Complete the following:
1. Reproduce in full the text on feeling uncomfortable.
2. Render as a JSON list of strings the portion of the entries that opens with the line containing "Drone-based agricultural survey in progress. Pinpoint man" and closes with the line containing "[0,69,320,179]", one string per line, with blank lines omitted.

## BEGIN Text

Get comfortable with feeling uncomfortable.


Get comfortable with feeling uncomfortable.

This very statement has been repeated to me twice in the last 24 hours. When this happens, my ears perk up. I pay attention.

I was a junior in college the first time someone gave me this advice. I was young, ambitious, and ready to take on the world. At that time, the area where I pushed myself most fully was in student leadership. I realized I had a passion for learning, teaching and leading.

It was the director of our college’s orientation program who said to the group of us one morning, “Get comfortable with feeling uncomfortable.”

The thing is this: life is going to place you into some uncomfortable positions. That’s how you grow. If you only ever stay at a level where you are in control, you miss the vital growth. I think the God I love is one who values capacity inside of each us. Capacity, in this sense, is the maximum amount of things you can handle. You are allowed to expand your capacity. You don’t need to be limited by what your current capacity may be.Β 

But we lie to ourselves. All the time. We tell ourselves what we are capable of and we restrict ourselves with phrases like, “I can’t.” I am experiencing this in my own life. I am so quick to tell myself something isn’t possible. I fill myself with doubt and fear instead of trusting that God is bigger and that I am in the process of becoming better.

## END Text
## BEGIN Data section

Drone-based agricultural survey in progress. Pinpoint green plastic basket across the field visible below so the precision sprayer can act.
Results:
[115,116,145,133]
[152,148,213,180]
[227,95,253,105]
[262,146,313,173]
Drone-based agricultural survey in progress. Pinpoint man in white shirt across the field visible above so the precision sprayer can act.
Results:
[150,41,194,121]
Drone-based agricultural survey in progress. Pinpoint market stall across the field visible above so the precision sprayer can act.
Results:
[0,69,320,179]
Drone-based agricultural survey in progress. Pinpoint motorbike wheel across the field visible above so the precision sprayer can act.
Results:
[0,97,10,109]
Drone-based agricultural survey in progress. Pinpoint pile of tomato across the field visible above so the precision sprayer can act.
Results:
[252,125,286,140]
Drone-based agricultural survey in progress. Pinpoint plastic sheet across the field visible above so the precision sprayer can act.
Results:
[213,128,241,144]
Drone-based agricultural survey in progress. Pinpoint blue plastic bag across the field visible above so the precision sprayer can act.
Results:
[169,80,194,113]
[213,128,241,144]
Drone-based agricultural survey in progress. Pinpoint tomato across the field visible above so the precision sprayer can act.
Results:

## END Data section

Results by task:
1.
Get comfortable with feeling uncomfortable.


Get comfortable with feeling uncomfortable.

This very statement has been repeated to me twice in the last 24 hours. When this happens, my ears perk up. I pay attention.

I was a junior in college the first time someone gave me this advice. I was young, ambitious, and ready to take on the world. At that time, the area where I pushed myself most fully was in student leadership. I realized I had a passion for learning, teaching and leading.

It was the director of our college’s orientation program who said to the group of us one morning, “Get comfortable with feeling uncomfortable.”

The thing is this: life is going to place you into some uncomfortable positions. That’s how you grow. If you only ever stay at a level where you are in control, you miss the vital growth. I think the God I love is one who values capacity inside of each us. Capacity, in this sense, is the maximum amount of things you can handle. You are allowed to expand your capacity. You don’t need to be limited by what your current capacity may be.Β 

But we lie to ourselves. All the time. We tell ourselves what we are capable of and we restrict ourselves with phrases like, “I can’t.” I am experiencing this in my own life. I am so quick to tell myself something isn’t possible. I fill myself with doubt and fear instead of trusting that God is bigger and that I am in the process of becoming better.

2.
[
  "Drone-based agricultural survey in progress. Pinpoint man in white shirt across the field visible above so the precision sprayer can act.",
  "Results:",
  "[150,41,194,121]",
  "Drone-based agricultural survey in progress. Pinpoint market stall across the field visible above so the precision sprayer can act.",
  "Results:",
  "[0,69,320,179]"
]